A sample distributed framework based on UNIX sockets and multi-threading (POSIX threads).
Mirroring the classical meaning, the "Zookeeper" is responsible for management and distribution of work. The work is carried on by the "Worker(s)". Only a single node must be running the Zookeeper's code. Multiple nodes may run the Worker's code.
To compile, simply type make. Note that there are different makefiles for the two.
- File sharing - all files under the "shared" folder on each node are considered public to the framework
- Failure detection - simple central heartbeat approach to keep track of active nodes
- GCP - a small routine is available to solve the graph coloring problem (gcp) by distributing the input graph data
- Logging - all activities are logged on each node containing the necessary connection information
Basically there are two major threads running on each node: the control thread and the data thread. The control thread on the zookeeper maintains information about the workers: the set of workers that are active, the files they have in their shared folder, their port information etc. The control threads on the workers supply the stated to the zookeeper.
The data thread on a worker waits to receive the instruction from the zookeeper to perform a task. On receipt of such an instruction, it finds the solution to the part of the problem that is assigned to it and returns the result to the zookeeper. The control thread and the data thread respectively handle the control port (cport) and data port (dport) on each node.
Only the cport of the zookeeper along with it's ip address is to be known to all the workers.
On Zookeeper: ./zookeeper
On Worker: ./worker 127.0.0.1 40000 20500 30500 <ip of zookeeper> <zookeeper's cport> <self cport> <self dport>

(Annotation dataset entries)
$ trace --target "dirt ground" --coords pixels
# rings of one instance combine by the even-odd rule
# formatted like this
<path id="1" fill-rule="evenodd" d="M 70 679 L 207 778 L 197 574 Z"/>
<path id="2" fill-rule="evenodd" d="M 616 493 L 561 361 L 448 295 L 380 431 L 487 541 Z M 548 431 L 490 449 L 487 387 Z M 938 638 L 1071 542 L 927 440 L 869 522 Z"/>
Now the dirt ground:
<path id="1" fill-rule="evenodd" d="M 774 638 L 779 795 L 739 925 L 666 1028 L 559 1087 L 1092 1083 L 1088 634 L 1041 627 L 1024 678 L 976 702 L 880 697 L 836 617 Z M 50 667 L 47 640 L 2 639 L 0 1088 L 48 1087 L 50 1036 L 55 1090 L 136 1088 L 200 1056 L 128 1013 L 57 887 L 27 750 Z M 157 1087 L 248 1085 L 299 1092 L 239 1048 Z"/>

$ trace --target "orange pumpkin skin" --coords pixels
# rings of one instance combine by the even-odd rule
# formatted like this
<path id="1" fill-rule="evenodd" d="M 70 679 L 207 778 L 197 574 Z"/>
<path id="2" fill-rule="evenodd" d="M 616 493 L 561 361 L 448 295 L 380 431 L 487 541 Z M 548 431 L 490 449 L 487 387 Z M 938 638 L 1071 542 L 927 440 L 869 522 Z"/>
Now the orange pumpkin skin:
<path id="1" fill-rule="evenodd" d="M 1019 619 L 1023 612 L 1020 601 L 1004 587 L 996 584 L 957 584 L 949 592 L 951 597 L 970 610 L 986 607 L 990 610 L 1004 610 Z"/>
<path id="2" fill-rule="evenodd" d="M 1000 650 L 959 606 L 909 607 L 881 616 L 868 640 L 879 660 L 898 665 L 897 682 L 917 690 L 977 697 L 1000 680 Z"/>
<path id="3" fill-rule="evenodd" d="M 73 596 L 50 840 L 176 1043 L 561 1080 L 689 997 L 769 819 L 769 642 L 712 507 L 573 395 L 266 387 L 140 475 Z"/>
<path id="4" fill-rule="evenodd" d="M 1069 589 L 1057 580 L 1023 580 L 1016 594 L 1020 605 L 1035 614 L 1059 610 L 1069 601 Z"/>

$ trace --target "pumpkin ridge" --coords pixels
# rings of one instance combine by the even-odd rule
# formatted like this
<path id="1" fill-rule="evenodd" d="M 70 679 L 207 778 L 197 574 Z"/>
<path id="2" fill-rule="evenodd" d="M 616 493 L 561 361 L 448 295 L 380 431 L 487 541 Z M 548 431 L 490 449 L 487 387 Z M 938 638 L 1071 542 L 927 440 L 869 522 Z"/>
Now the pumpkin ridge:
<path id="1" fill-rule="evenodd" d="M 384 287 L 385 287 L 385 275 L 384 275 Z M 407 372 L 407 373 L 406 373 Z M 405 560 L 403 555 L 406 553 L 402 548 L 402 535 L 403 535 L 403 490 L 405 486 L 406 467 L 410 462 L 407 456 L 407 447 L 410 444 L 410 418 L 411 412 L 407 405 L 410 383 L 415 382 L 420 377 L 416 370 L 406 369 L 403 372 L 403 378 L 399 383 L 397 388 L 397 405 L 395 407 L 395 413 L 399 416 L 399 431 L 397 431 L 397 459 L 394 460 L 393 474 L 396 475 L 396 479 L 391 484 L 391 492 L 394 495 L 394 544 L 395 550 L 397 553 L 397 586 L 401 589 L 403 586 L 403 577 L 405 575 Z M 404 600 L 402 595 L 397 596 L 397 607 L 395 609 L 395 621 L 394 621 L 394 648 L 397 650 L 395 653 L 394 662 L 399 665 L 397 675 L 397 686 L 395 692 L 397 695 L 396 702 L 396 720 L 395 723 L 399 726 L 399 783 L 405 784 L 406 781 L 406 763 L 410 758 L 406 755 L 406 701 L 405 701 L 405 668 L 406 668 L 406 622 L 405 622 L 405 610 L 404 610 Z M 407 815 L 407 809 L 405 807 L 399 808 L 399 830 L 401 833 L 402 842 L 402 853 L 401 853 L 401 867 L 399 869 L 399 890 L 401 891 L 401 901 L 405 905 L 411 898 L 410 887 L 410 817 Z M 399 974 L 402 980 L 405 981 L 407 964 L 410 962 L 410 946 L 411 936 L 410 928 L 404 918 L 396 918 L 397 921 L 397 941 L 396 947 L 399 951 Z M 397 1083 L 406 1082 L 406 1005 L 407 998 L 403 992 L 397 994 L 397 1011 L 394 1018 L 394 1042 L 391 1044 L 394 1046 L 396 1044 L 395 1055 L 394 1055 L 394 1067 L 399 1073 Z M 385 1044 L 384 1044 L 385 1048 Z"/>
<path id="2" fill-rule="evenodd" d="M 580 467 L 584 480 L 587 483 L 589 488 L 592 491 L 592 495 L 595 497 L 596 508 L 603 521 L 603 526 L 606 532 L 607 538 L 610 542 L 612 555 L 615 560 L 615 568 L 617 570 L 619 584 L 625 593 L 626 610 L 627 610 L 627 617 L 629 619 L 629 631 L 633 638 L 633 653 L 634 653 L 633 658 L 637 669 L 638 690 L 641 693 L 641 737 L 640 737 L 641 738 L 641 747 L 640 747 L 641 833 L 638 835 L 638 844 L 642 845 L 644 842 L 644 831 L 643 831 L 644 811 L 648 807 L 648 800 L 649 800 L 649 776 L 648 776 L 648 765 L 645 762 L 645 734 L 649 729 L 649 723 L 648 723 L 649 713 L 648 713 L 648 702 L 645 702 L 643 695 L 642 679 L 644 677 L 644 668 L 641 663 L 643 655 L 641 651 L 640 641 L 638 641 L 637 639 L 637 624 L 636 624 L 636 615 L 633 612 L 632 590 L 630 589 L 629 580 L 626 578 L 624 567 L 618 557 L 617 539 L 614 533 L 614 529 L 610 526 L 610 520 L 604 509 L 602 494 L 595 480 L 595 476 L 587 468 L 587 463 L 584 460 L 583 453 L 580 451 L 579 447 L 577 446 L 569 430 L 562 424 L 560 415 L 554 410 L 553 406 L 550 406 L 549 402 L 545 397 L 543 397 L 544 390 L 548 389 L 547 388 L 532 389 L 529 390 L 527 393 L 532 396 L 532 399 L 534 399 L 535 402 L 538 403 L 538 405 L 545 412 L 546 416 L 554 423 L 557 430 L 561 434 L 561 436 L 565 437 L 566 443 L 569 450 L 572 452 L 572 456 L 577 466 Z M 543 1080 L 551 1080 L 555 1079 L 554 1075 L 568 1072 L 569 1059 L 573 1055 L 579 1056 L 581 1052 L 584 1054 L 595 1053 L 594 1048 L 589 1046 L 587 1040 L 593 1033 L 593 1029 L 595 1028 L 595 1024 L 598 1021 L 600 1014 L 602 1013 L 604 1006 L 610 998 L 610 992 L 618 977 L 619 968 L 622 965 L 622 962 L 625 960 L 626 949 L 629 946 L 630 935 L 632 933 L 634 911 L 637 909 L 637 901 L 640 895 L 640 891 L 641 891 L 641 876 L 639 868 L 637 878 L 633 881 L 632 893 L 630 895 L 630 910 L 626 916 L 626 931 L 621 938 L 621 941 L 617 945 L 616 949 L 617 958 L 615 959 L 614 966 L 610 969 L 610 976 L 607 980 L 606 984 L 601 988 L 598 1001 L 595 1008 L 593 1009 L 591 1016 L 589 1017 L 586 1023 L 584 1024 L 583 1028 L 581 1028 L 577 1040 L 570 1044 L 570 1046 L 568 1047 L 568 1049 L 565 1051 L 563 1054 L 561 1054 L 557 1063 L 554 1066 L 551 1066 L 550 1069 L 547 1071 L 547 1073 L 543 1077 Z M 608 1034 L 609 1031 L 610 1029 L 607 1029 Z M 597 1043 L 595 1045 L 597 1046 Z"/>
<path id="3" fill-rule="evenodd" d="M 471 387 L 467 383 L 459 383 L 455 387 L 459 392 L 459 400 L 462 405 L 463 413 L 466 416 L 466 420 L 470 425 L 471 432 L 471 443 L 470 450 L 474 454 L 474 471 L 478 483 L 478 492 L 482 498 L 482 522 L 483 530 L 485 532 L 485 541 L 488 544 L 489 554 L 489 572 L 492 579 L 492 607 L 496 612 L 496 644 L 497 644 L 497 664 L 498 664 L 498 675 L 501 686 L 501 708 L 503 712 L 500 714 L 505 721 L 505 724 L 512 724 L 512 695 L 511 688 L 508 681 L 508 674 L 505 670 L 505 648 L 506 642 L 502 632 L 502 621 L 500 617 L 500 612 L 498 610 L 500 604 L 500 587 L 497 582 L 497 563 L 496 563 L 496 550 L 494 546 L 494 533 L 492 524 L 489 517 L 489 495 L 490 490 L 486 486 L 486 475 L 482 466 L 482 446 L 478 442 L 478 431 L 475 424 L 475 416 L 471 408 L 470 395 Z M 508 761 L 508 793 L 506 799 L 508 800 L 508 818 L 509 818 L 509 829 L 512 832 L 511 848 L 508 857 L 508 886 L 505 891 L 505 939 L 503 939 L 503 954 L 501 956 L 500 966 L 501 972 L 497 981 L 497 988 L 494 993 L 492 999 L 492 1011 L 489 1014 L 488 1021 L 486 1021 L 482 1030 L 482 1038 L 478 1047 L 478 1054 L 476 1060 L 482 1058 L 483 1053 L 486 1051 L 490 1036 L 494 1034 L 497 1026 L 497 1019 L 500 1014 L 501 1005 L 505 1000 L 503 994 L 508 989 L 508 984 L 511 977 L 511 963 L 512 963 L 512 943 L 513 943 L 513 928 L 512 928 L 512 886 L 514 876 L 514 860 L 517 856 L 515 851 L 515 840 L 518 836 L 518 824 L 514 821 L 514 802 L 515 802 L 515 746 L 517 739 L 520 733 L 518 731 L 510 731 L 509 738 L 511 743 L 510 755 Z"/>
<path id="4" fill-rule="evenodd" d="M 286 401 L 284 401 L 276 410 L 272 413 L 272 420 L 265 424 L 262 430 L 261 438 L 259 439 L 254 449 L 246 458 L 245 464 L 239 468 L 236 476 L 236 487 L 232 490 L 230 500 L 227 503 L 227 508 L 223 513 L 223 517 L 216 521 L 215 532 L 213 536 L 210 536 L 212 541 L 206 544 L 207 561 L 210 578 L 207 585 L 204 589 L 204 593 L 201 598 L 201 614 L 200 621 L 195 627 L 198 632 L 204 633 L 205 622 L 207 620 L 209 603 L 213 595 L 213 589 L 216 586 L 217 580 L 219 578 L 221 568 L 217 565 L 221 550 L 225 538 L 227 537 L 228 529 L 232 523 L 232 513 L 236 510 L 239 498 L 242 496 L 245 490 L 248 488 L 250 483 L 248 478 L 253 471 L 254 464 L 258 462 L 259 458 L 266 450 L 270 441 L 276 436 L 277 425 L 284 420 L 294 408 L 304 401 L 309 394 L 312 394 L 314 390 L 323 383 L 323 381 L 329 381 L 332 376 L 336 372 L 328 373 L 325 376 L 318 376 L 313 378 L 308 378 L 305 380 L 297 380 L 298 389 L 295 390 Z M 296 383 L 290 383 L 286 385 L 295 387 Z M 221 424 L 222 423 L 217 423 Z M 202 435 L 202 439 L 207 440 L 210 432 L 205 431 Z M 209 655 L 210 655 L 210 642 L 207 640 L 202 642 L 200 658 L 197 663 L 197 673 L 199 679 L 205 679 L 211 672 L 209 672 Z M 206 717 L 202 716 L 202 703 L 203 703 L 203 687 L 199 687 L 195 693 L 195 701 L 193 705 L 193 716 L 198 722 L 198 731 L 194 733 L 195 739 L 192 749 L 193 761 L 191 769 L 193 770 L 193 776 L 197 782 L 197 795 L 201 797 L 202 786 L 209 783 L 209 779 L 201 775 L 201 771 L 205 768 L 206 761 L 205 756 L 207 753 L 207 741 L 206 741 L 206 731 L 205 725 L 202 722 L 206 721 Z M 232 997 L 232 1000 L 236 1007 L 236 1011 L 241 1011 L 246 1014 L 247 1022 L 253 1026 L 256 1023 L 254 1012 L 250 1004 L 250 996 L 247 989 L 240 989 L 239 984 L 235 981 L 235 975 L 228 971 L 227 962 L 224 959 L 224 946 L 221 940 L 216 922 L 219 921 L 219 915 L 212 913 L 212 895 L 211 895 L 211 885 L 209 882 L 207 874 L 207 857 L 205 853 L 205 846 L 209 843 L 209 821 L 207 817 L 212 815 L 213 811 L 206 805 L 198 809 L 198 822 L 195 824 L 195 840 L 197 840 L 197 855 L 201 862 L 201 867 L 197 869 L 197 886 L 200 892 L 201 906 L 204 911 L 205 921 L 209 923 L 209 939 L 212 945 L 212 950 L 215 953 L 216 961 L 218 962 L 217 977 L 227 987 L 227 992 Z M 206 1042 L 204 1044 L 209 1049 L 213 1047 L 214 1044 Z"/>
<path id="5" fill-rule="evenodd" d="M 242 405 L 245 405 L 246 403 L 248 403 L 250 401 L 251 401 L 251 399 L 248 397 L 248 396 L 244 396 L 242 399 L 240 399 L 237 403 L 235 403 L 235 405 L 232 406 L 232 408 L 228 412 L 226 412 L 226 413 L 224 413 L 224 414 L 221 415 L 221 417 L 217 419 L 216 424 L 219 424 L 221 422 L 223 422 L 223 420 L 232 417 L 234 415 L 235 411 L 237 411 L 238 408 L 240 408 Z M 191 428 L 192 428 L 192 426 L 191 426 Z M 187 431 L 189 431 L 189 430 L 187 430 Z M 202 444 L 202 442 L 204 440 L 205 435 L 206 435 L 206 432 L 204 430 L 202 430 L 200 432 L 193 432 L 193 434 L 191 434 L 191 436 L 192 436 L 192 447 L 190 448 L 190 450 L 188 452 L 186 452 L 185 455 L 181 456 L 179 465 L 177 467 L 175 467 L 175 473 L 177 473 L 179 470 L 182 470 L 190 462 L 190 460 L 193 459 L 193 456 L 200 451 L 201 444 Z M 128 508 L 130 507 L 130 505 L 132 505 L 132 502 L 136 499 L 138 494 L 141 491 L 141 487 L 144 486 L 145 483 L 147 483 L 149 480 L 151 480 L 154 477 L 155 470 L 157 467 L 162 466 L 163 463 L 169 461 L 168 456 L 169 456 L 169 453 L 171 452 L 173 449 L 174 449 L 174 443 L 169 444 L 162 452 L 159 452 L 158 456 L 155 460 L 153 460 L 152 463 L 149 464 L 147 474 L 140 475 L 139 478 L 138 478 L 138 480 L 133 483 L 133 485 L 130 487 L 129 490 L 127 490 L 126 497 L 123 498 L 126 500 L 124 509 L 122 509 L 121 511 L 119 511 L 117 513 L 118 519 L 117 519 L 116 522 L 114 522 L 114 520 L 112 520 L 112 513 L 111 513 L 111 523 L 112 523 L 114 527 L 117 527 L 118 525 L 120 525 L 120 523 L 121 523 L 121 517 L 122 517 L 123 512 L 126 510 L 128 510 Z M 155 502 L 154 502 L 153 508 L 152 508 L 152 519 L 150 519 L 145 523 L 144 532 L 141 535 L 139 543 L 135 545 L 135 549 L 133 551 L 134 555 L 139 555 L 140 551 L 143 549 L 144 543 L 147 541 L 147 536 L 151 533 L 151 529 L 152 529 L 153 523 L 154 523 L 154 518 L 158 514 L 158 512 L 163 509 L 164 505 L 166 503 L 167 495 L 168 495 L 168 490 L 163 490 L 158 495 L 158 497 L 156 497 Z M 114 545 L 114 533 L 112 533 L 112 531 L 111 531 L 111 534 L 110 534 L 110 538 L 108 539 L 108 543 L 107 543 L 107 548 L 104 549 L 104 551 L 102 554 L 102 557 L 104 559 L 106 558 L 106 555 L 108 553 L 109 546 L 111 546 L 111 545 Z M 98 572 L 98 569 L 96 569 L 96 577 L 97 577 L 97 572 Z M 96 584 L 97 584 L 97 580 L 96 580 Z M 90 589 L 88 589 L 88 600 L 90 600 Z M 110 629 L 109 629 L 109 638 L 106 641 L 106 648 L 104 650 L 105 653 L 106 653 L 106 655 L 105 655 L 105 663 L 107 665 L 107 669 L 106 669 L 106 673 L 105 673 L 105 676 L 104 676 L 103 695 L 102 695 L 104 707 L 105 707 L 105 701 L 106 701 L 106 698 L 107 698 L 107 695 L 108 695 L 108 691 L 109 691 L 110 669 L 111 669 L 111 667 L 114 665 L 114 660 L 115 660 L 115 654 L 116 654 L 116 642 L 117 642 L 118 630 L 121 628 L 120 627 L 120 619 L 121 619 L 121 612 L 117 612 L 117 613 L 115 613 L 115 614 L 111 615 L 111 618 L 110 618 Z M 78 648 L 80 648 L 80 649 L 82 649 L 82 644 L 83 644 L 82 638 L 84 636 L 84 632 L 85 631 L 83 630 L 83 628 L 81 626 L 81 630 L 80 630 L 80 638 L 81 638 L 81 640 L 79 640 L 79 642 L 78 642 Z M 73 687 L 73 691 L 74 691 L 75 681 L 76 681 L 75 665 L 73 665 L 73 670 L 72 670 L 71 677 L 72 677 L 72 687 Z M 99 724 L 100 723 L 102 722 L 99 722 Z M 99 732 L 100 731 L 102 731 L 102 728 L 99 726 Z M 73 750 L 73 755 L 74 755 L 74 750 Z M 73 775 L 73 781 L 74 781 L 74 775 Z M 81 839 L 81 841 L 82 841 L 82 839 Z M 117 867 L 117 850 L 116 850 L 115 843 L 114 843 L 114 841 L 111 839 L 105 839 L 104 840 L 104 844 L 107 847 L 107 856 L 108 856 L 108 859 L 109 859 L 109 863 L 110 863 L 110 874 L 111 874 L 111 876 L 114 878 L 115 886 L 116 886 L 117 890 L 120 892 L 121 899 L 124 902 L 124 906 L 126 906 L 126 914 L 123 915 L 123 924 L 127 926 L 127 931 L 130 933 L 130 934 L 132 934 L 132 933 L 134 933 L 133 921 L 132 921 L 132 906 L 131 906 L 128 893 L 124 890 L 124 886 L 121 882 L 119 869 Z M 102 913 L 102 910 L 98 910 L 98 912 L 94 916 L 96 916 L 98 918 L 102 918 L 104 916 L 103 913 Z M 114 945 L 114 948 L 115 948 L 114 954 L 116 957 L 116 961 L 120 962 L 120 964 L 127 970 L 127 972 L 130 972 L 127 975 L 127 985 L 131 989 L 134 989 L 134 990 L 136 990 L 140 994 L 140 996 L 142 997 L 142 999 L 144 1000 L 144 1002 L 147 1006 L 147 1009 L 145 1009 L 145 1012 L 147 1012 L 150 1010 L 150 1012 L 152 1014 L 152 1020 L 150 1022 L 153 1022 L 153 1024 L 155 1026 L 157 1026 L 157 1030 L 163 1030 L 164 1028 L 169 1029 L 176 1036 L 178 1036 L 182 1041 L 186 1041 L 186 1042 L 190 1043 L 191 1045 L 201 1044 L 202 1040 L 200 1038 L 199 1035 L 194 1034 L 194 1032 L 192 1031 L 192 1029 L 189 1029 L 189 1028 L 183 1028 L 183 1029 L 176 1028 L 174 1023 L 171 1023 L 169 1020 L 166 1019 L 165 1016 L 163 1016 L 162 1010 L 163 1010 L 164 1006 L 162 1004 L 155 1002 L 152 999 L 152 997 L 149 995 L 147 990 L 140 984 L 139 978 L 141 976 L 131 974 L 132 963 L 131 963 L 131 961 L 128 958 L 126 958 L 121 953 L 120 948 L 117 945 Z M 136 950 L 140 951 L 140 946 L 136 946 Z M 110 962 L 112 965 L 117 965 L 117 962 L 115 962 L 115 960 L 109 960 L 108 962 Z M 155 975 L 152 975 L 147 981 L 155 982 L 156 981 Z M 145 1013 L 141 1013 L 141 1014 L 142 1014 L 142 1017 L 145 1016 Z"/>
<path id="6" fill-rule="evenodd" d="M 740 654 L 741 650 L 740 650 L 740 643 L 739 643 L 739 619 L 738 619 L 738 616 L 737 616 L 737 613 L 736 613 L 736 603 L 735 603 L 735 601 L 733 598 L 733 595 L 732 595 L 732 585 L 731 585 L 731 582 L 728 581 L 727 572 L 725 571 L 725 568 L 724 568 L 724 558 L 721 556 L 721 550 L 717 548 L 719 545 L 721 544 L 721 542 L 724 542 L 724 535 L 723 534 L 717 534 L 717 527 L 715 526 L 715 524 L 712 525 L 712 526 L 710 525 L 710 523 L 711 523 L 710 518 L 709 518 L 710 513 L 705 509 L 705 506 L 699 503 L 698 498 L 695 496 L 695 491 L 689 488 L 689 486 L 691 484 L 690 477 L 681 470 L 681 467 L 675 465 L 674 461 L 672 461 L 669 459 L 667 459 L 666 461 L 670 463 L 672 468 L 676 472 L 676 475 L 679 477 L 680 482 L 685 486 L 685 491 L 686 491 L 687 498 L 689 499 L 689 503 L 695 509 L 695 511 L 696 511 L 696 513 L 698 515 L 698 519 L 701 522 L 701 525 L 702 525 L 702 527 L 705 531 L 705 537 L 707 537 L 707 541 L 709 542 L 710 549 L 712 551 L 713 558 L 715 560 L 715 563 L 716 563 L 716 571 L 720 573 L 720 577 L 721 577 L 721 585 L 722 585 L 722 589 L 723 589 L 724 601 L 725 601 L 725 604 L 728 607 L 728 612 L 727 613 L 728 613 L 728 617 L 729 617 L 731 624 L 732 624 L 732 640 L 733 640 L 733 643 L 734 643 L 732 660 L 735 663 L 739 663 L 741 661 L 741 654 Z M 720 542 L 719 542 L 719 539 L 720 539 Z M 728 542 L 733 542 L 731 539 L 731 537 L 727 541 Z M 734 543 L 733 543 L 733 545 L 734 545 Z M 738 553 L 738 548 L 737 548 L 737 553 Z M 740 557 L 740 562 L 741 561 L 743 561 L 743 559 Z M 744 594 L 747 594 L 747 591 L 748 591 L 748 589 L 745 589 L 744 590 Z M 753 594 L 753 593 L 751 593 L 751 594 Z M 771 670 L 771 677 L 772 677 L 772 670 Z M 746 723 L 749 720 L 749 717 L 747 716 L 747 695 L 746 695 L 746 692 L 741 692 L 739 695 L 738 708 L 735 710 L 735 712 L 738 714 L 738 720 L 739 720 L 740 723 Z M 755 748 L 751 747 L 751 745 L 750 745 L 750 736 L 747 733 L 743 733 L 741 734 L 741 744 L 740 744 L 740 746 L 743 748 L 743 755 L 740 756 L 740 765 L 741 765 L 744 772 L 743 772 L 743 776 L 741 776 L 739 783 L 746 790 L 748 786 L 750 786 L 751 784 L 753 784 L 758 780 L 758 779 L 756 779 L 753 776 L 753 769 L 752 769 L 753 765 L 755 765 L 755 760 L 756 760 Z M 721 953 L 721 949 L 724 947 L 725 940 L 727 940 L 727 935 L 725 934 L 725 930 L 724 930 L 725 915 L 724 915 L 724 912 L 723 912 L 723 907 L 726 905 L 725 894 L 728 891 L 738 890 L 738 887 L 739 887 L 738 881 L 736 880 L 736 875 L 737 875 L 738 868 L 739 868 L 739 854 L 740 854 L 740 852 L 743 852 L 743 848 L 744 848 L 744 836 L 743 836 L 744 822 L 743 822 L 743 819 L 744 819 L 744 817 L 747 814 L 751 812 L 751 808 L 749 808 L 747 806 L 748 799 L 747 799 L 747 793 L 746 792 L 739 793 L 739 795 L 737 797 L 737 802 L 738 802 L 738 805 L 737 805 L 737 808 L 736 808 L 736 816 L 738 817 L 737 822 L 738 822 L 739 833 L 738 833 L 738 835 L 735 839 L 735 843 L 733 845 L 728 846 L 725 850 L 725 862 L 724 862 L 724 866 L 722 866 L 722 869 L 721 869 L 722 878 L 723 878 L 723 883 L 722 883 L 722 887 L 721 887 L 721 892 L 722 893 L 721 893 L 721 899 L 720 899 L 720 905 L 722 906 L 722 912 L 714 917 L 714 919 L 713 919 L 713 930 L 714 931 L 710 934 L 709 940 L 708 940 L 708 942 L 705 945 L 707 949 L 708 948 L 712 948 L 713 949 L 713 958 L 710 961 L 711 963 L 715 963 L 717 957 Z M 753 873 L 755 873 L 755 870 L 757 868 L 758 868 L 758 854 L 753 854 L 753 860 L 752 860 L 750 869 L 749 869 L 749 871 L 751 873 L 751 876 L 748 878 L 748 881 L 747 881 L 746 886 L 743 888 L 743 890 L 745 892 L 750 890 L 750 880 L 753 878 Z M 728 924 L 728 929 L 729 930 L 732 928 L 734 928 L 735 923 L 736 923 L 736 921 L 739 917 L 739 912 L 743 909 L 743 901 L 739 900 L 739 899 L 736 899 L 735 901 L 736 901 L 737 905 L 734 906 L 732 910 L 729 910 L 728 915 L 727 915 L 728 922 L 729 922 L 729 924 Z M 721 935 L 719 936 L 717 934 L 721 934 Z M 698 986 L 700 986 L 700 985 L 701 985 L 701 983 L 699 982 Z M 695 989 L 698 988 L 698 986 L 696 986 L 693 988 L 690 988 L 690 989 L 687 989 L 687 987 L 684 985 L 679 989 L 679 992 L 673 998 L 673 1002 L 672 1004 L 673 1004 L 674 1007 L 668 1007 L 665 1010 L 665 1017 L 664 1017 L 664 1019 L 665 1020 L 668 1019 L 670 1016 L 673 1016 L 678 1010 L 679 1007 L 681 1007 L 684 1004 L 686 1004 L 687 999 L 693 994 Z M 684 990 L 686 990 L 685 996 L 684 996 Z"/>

__Exercise set__
a) Summarize the framework description in two sentences.
b) Reproduce the stretch of the framework description from "Mirroring the classical" through "the Worker's code.".

__Solutions for each task__
a) The framework is a sample distributed system built on UNIX sockets and POSIX threads, where a single Zookeeper node manages and distributes work to one or more Worker nodes. Each node runs a control thread and a data thread that handle its control and data ports, and the framework offers file sharing, heartbeat-based failure detection, a distributed graph coloring routine, and logging.

b)
Mirroring the classical meaning, the "Zookeeper" is responsible for management and distribution of work. The work is carried on by the "Worker(s)". Only a single node must be running the Zookeeper's code. Multiple nodes may run the Worker's code.